Reading text:
****
Wildfires, extreme heat and a budget impasse add urgency to the climate change debate.

Alaska Wildfire 3
© DARYL PEDERSON

My home state of Alaska is on fire—both figuratively and literally. More than 2 million acres of forest have burned this year, making 2019 one of the worst fire years Alaska has ever experienced. Already, more acreage has burned than in all of the devastating fires in California last year.

These fires are direct evidence of climate change, which is causing thawing tundra, drying forests and thunderstorms that cause or exacerbate the fires. They also contribute directly to making climate change worse by releasing millions of tons of stored greenhouse gases into the atmosphere. In addition, the permafrost and soil in Alaska’s ecosystems store huge quantities of carbon. These fires can also release that carbon in the form of carbon dioxide to the atmosphere.

The fires are happening against a backdrop of incredible change in Alaska. First, of course, it has been really, really hot here. The July sea ice extent was a record low. Record high water temperatures have been linked to heart attacks in salmon. Walrus are showing up earlier and earlier along the Arctic coast. Taken together, these changes are resulting in what one reporter calls “ecological havoc” in the Bering Sea.

Alongside these literal fires, the figurative ones amount to an existential crisis about the future of the state. Our governor and legislature have been unable to agree on an operating budget. In June, the governor vetoed more than $440 million dollars from the budget that the legislature had passed. The vetoes reduced or eliminated funding for the arts, education, public broadcasting, senior benefits, Medicaid, the Village Public Safety Officer program and other programs. The governor even vetoed funding for the Ocean Ranger cruise ship pollution inspection program, which was funded entirely using fees paid by the cruise ship industry.

The biggest cuts, however, were from the University of Alaska system. The governor vetoed $130 million on top of a $5 million cut already in the budget. The resulting $135 million cut amounts to almost 41% of the state’s funding for the university. University officials have said that the cuts would be devastating.

These cuts to the university system bring the literal and figurative fires together. The University of Alaska is a leader in climate change research. The budget cuts and uncertainty are already affecting research and could significantly curtail future efforts, which would mean that we lack the scientific bases needed for good management of ocean and terrestrial resources under changing conditions. It also could cause our accomplished scientists and professors to leave, which is bad for future scientific efforts and for the state overall.

Hopefully, none of this will come to fruition. The legislature recently passed a new version of the budget that reinstates most of the funding for the university and other programs. It is now up to the governor to put out the figurative fire and for all of us to find ways to take meaningful action to address climate change in order to help reduce the threat from the literal fires.
****
Input data:
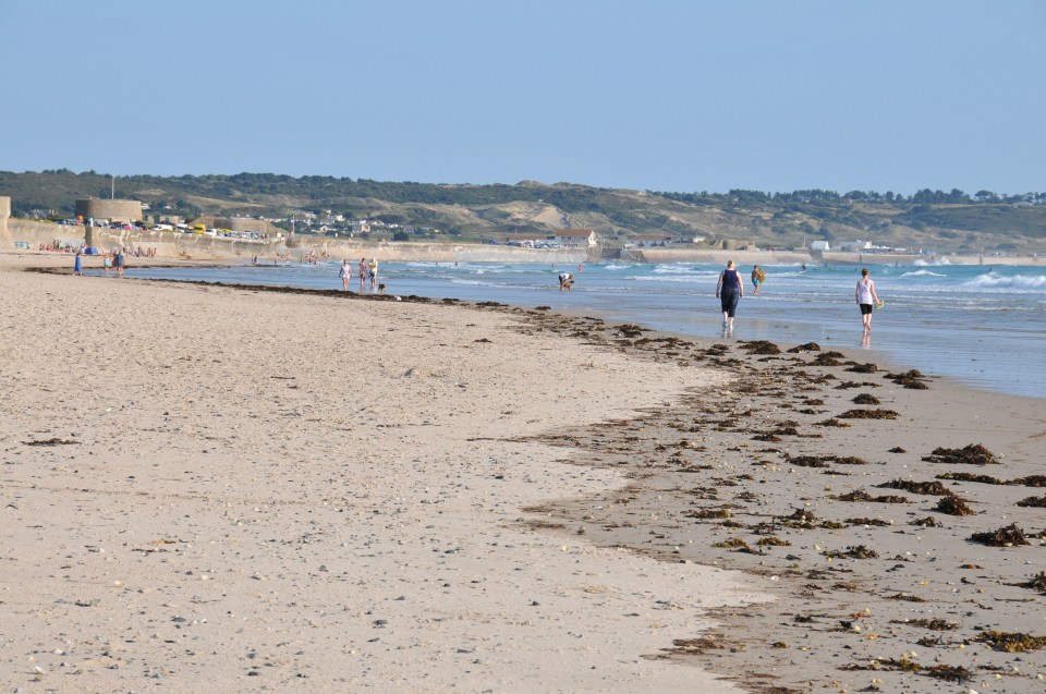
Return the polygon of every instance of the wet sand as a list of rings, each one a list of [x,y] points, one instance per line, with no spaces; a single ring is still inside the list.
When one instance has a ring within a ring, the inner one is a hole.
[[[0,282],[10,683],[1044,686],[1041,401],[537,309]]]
****
Exercise aim:
Set down, word for word, the portion of the Alaska wildfire text between "Alaska Wildfire 3" and "California last year.", inclusive.

Exercise output:
Alaska Wildfire 3
© DARYL PEDERSON

My home state of Alaska is on fire—both figuratively and literally. More than 2 million acres of forest have burned this year, making 2019 one of the worst fire years Alaska has ever experienced. Already, more acreage has burned than in all of the devastating fires in California last year.